(Beginning of DATA TO USE)

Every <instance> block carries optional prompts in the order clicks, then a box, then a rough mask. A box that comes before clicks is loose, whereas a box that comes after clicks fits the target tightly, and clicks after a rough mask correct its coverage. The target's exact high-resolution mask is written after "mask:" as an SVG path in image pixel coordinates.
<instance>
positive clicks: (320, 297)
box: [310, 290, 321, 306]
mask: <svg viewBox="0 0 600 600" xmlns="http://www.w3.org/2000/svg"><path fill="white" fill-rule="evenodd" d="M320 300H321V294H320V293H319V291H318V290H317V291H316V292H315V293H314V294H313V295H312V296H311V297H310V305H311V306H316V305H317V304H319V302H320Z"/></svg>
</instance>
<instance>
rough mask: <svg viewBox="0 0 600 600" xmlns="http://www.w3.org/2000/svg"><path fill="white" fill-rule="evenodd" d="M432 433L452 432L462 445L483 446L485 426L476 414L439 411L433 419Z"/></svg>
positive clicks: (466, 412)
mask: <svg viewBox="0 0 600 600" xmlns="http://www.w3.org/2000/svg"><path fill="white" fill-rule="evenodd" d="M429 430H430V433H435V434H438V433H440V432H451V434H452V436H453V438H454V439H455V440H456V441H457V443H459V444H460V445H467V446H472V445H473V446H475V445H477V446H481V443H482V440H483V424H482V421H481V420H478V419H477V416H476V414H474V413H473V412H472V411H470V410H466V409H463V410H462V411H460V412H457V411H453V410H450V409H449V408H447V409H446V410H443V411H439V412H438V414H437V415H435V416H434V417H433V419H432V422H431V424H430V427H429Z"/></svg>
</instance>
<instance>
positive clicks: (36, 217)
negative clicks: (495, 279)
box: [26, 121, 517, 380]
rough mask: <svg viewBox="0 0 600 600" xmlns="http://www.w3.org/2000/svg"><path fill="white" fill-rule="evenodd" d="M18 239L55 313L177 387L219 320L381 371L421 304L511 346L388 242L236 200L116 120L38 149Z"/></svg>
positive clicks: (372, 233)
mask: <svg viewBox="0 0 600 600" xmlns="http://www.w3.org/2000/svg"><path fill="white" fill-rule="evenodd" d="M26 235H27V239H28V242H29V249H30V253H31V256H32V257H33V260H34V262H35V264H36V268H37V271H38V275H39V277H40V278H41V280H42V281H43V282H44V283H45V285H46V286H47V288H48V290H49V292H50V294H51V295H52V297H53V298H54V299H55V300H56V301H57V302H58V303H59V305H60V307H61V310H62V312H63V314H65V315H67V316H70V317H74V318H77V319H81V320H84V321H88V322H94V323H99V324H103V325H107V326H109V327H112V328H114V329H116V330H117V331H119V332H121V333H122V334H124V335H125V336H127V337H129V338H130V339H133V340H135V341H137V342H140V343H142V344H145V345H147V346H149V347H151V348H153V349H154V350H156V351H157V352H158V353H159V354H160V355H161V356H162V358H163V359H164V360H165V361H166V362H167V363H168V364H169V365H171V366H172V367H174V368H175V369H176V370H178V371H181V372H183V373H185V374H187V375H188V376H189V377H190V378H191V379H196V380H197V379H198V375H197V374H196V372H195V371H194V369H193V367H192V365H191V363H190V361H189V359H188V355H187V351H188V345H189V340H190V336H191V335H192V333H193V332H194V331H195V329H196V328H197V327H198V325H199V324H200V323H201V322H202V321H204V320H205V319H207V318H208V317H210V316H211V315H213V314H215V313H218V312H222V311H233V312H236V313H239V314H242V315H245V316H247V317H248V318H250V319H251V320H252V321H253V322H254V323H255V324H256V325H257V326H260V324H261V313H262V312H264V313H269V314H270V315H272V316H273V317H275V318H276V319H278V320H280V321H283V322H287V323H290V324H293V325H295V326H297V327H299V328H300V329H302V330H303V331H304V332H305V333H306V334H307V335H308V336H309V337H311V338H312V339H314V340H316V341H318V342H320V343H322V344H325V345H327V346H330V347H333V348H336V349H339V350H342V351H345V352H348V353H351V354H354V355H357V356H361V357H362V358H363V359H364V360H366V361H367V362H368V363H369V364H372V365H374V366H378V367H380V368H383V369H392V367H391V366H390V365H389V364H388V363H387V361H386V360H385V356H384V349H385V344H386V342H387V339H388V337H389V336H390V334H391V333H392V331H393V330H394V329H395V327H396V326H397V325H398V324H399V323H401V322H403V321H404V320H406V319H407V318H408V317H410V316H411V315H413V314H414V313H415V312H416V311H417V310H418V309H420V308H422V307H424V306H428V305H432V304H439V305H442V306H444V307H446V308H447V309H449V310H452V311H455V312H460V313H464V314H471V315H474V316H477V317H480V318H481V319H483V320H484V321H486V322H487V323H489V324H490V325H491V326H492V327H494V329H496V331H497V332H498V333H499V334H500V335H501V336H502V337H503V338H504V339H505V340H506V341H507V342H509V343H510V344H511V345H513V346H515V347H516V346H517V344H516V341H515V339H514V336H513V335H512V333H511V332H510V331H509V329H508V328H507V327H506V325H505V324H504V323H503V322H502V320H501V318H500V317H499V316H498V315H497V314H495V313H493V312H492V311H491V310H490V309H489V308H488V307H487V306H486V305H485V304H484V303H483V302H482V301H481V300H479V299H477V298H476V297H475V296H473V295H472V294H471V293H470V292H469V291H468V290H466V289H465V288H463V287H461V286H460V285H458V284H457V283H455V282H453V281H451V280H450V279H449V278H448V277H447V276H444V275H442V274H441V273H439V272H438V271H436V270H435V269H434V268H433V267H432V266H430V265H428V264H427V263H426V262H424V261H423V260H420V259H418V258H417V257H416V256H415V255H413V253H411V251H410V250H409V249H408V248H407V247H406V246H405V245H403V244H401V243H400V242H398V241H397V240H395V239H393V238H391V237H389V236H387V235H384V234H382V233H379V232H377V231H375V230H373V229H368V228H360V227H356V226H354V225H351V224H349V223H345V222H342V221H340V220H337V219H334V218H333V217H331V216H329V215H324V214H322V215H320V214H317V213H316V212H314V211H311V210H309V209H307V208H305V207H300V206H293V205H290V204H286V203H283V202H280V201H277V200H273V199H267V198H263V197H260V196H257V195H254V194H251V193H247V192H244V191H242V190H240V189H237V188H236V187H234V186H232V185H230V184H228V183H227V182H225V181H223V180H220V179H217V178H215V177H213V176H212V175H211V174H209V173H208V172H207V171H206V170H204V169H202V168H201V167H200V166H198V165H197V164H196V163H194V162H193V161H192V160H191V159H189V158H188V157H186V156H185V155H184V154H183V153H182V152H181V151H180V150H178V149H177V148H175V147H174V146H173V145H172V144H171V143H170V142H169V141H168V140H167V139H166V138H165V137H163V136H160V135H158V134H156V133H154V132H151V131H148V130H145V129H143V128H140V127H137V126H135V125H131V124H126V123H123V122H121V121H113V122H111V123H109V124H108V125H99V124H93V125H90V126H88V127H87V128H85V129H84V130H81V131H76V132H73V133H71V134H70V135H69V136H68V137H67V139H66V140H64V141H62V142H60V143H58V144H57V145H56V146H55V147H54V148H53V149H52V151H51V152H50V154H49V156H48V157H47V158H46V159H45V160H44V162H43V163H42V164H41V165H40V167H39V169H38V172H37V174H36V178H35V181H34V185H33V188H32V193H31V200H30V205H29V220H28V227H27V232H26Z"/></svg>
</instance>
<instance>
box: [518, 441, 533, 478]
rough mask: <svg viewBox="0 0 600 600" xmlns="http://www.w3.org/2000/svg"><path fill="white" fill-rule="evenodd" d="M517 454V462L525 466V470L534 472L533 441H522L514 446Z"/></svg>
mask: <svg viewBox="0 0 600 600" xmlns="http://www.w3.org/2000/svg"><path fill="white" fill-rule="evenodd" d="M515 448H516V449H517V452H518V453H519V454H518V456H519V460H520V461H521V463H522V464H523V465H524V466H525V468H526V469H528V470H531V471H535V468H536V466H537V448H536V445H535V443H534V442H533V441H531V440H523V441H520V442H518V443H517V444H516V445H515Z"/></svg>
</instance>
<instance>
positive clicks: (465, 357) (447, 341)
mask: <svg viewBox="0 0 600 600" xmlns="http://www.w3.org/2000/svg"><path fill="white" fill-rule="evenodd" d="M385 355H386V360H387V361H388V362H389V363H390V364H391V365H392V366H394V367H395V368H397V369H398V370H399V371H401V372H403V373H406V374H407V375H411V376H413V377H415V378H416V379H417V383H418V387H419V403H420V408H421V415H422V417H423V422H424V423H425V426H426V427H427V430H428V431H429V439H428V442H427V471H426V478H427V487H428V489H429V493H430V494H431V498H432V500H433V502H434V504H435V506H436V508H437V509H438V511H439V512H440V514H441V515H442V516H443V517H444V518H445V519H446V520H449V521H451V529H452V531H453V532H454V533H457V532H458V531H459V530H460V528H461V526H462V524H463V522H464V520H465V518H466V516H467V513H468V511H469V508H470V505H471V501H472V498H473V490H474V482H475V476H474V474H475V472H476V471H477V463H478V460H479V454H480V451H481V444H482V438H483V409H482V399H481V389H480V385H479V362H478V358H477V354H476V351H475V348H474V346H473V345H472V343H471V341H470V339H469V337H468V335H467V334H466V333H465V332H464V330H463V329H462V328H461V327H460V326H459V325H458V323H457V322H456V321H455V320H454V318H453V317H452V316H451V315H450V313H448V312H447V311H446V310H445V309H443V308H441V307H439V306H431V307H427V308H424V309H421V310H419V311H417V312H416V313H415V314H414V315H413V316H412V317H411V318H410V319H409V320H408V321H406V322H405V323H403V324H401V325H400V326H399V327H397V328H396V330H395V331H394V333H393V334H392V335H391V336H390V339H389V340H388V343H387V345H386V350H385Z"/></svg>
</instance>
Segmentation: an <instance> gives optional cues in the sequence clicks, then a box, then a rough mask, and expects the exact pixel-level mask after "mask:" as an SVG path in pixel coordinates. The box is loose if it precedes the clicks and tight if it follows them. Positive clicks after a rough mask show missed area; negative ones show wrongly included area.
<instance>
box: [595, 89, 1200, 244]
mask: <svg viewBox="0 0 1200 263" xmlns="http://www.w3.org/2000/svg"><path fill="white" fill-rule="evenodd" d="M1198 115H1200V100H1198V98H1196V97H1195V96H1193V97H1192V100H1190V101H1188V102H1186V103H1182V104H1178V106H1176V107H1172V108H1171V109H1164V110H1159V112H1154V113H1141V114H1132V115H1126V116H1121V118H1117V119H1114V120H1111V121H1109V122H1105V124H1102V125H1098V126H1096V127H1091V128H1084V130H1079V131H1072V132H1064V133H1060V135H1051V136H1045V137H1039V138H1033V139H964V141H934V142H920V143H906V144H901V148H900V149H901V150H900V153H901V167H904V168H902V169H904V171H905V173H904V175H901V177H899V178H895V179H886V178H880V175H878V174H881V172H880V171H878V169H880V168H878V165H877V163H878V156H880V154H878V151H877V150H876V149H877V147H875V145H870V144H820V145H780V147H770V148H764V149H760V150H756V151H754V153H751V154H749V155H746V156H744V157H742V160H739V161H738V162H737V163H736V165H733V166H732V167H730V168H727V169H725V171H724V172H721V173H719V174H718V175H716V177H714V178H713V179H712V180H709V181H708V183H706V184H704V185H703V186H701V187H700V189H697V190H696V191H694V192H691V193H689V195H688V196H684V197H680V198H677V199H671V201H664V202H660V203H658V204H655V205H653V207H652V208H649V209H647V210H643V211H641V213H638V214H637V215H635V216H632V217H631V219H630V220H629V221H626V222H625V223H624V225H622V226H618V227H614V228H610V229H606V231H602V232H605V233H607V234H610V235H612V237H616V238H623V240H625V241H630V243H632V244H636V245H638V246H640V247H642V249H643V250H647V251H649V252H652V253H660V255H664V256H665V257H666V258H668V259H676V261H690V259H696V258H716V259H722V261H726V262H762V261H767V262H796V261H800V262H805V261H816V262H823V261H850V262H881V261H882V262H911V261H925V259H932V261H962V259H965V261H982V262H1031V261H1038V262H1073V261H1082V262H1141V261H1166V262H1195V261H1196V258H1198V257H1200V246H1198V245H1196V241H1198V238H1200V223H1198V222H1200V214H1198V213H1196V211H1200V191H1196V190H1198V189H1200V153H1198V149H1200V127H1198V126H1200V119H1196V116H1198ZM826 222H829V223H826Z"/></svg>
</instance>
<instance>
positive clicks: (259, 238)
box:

(End of DATA TO USE)

### TASK DETAILS
Reproduce the listing from its first line up to and including the line containing "box: [310, 290, 321, 306]", swapping "loose" for "slack" and leaving everything else unchanged.

### TASK RESPONSE
Every <instance> block carries optional prompts in the order clicks, then a box, then a rough mask. A box that comes before clicks is slack, whereas a box that comes after clicks fits the target tightly, and clicks after a rough mask correct its coverage. The target's exact high-resolution mask is written after "mask:" as an SVG path in image pixel coordinates.
<instance>
positive clicks: (320, 297)
box: [310, 290, 321, 306]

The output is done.